▸ Stated goal 1:
Decide whether each statement below agrees with the passage on discipleship, answering yes or no and quoting the deciding words of the passage: (a) The passage calls conversion the end of the believer's journey. (b) The passage names "Make disciples" as the first object of Jesus's commission. (c) Peter calls Christ's forecast of Spirit baptism "the covenant."
▸ Stated goal 2:
Revise the passage on discipleship by writing out the stretch from "When Jesus commissioned" through "in God’s character." with "repentance" changed to "contrition".
▸ Stated goal 3:
Resume the passage on discipleship, writing on from its final sentence.

Even so, this powerful conversion is not the end of our journey but only the beginning (Prov. 4:18; 1 Pet. 1:9). This initial participation in the gospel marks our birth into the kingdom. Still, it is a tragedy when a baby is born but never matures past infancy. God’s secret wisdom and final work on the earth is to compose the corporate body of Christ as a mature man, a body just as submitted to the Father as Jesus was on earth (Eph. 3:10; 1 Cor. 2:7). This mature expression of Christ’s body will finally display God’s glory to principalities and powers, marking the conclusion of the cosmic conflict that has raged from the fall of satan until now (Eph. 3:8-12; Eph. 4:13).

When Jesus commissioned His followers to spread the gospel to all people, His goal was not only  the private, personal salvation of isolated individuals randomly scattered all over the world. Rather, His first object in the commission was, “Make disciples” (Matt. 13:52; 28:19). Disciples are made from people who have undergone repentance, baptismal commitment and Spirit-infilling. The verb “disciple” means to train, instruct, teach and conform to a specific course or discipline. 

Peter calls Christ’s forecast of Spirit baptism “the promise” when he says that we become “partakers of the divine nature” through these “great and precious promises” (Acts 2:39; 2 Pet. 1:4). It’s clear that we partake of God’s nature when we receive a deposit of His Spirit into our hearts. Yet it’s perhaps more challenging to comprehend how discipline factors into this participation in God’s character. 

Hebrews 12:10 says, “God disciplines us for our good, in order that we may share in his holiness.”

Stored entries:
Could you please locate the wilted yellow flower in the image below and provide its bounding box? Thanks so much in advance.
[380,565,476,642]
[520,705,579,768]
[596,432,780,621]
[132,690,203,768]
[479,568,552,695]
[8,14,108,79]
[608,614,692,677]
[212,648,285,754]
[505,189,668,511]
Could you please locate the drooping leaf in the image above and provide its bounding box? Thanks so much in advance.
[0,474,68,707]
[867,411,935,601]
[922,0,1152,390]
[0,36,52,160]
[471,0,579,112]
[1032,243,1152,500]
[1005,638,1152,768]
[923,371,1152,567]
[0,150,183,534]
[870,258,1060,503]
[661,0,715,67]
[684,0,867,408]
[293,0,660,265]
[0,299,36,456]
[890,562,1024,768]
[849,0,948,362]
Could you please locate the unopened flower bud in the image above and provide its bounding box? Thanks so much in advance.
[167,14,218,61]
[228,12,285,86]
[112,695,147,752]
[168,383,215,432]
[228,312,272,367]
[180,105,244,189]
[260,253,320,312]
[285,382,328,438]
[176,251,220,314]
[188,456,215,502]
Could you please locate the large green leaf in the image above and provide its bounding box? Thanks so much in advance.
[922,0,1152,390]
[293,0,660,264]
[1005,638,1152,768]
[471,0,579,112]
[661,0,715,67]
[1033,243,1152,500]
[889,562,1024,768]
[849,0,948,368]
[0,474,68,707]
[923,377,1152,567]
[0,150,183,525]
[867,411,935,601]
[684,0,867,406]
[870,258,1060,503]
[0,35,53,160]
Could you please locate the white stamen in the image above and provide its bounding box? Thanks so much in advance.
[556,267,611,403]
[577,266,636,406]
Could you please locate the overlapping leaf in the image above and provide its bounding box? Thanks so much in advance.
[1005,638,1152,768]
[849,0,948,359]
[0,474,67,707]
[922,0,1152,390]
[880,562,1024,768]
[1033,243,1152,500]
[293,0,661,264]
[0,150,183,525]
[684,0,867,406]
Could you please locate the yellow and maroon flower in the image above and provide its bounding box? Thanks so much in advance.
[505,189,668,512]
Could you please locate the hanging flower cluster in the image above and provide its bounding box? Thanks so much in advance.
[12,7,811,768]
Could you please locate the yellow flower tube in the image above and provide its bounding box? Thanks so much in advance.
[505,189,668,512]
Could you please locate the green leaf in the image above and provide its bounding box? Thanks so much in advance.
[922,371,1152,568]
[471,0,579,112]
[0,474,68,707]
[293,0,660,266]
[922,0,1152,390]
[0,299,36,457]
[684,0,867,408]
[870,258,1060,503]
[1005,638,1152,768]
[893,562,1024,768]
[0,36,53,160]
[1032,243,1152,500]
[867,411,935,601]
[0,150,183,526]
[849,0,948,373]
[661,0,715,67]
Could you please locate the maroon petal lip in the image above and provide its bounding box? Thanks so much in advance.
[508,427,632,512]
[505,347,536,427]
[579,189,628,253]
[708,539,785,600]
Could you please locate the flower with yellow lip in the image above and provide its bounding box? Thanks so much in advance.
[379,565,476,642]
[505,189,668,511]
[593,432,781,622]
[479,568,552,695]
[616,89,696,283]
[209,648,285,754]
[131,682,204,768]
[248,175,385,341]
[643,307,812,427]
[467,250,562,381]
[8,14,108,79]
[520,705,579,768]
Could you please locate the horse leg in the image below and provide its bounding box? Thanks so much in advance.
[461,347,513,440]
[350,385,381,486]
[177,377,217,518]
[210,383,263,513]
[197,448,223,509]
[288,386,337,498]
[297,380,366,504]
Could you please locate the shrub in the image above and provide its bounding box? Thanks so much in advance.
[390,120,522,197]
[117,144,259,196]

▸ Exercise output 1:
(a) No: "this powerful conversion is not the end of our journey but only the beginning"
(b) Yes: "Rather, His first object in the commission was, “Make disciples”"
(c) No: "Peter calls Christ’s forecast of Spirit baptism “the promise”"

▸ Exercise output 2:
When Jesus commissioned His followers to spread the gospel to all people, His goal was not only  the private, personal salvation of isolated individuals randomly scattered all over the world. Rather, His first object in the commission was, “Make disciples” (Matt. 13:52; 28:19). Disciples are made from people who have undergone contrition, baptismal commitment and Spirit-infilling. The verb “disciple” means to train, instruct, teach and conform to a specific course or discipline. 

Peter calls Christ’s forecast of Spirit baptism “the promise” when he says that we become “partakers of the divine nature” through these “great and precious promises” (Acts 2:39; 2 Pet. 1:4). It’s clear that we partake of God’s nature when we receive a deposit of His Spirit into our hearts. Yet it’s perhaps more challenging to comprehend how discipline factors into this participation in God’s character.

▸ Exercise output 3:
Growth Requires Cultivation

Once repentance uproots the tree of our rebellious will, the new man, reborn in the likeness of God, is planted and begins to grow from the soil of our broken hearts. Still, Jesus warned that this new beginning, sown by the incorruptible seed of God’s word, would face inevitable threats—hardness or shallowness of soil, and weeds and brambles of persistent sin (Matt. 13:24-29, 36-43). Discipleship enables us to partake of God’s holiness, His majesty and divine nature because it confronts and removes the weeds of sin that would choke out the fragile sprout of the Spirit that’s been sown in our hearts. 

We can see this weeding dimension of discipleship in the life of the great apostle Peter. Despite his high calling, unmatched gifting and power in the Spirit, he nonetheless battled the weed of hypocrisy when visiting the Antioch church. We can imagine that brambles of pride, vainglory and hypocrisy would have tried to overcome Peter’s spiritual life. Still, God sent discipleship through His servant Paul, who dealt a lethal blow against the mechanisms that would have made a mockery of Peter’s ministry (see Gal. 2:11-14).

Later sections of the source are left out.